Given instruction: Please reproduce word for word the lines from the first line through the line with "[[309,144],[313,171],[328,171],[328,131],[314,134],[310,138]]", including both of those lines, and leave the pictures out of your answer.
— start of Data lines —
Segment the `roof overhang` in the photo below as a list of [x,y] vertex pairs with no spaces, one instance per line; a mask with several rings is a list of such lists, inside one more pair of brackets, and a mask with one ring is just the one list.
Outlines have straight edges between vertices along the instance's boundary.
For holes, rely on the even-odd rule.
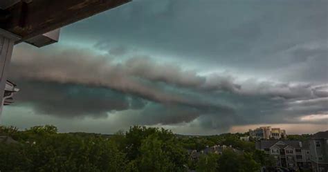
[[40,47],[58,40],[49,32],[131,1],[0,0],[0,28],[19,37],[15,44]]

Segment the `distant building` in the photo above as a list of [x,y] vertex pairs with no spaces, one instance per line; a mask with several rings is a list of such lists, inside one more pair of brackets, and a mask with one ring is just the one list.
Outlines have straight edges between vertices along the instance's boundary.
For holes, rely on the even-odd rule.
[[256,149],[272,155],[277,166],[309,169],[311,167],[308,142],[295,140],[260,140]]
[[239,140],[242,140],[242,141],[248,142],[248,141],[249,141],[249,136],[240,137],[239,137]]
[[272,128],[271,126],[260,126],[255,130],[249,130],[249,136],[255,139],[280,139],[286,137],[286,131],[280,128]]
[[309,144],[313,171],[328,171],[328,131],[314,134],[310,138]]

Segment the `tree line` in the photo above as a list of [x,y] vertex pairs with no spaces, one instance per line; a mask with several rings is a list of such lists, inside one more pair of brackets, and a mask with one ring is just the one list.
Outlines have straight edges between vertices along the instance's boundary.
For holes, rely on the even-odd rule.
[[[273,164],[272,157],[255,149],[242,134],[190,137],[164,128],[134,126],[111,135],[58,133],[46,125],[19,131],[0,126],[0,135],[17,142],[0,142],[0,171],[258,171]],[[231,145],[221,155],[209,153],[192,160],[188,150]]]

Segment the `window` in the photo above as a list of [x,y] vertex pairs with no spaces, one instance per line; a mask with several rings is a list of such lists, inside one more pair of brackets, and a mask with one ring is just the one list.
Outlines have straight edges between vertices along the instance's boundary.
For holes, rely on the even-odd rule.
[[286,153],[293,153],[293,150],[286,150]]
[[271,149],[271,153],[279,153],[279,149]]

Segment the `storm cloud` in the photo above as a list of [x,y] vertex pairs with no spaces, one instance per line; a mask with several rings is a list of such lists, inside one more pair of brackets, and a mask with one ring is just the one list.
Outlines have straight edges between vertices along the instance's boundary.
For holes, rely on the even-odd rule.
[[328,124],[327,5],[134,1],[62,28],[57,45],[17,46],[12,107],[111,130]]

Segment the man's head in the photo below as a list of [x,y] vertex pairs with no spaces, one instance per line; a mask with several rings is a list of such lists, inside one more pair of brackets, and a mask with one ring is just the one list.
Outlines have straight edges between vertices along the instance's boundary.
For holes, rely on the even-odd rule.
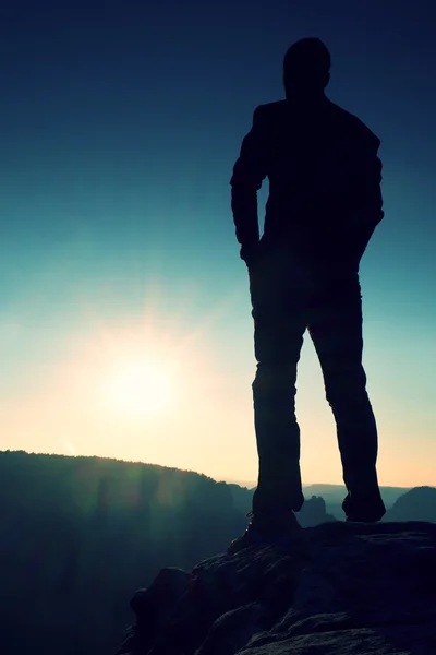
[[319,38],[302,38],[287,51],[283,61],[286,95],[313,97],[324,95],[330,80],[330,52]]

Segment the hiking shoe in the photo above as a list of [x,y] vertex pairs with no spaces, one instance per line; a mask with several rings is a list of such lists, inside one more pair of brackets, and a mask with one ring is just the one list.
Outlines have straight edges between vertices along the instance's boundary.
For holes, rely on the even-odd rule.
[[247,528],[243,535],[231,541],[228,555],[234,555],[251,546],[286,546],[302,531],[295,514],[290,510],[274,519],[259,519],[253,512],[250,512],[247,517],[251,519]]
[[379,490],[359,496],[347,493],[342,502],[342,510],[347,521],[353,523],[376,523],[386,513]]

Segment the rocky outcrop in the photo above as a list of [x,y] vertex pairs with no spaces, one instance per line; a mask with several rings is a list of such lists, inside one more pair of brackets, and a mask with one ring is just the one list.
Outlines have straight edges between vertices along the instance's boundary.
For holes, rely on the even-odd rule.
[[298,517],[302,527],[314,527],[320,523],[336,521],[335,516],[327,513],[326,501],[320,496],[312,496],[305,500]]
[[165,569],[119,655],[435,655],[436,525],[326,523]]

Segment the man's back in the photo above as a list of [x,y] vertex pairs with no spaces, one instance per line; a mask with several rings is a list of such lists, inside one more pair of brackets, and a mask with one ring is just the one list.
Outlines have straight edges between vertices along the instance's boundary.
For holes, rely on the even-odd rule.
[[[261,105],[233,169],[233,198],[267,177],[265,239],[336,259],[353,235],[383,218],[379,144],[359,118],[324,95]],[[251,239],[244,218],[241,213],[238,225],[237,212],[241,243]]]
— end of Data lines —
Full response:
Segment the `roof overhang` in the photo below as a list of [x,y] vertex pairs with no spaces, one instance per line; a mask with several rings is a list of such lists, inside one more pair of brackets, and a mask with one ring is just the one list.
Outlines have straight edges between vertices along the instance's boundary.
For holes, rely on the even-odd rule.
[[40,47],[58,40],[49,32],[131,1],[0,0],[0,28],[19,37],[15,44]]

Segment the `distant building` in the photo above as a list of [x,y] vertex pairs with no spaces, one instance per line; a mask with several rings is a list of such lists, inside one more pair of brackets, and a mask with one ring is just the one list.
Outlines have straight edges between vertices along the instance's boundary.
For holes, rely on the even-odd rule.
[[256,149],[272,155],[277,166],[309,169],[311,167],[308,142],[295,140],[260,140]]
[[239,140],[242,140],[242,141],[248,142],[248,141],[249,141],[249,136],[240,137],[239,137]]
[[272,128],[271,126],[260,126],[255,130],[249,130],[249,136],[255,139],[280,139],[286,137],[286,131],[280,128]]
[[309,144],[313,171],[328,171],[328,131],[314,134],[310,138]]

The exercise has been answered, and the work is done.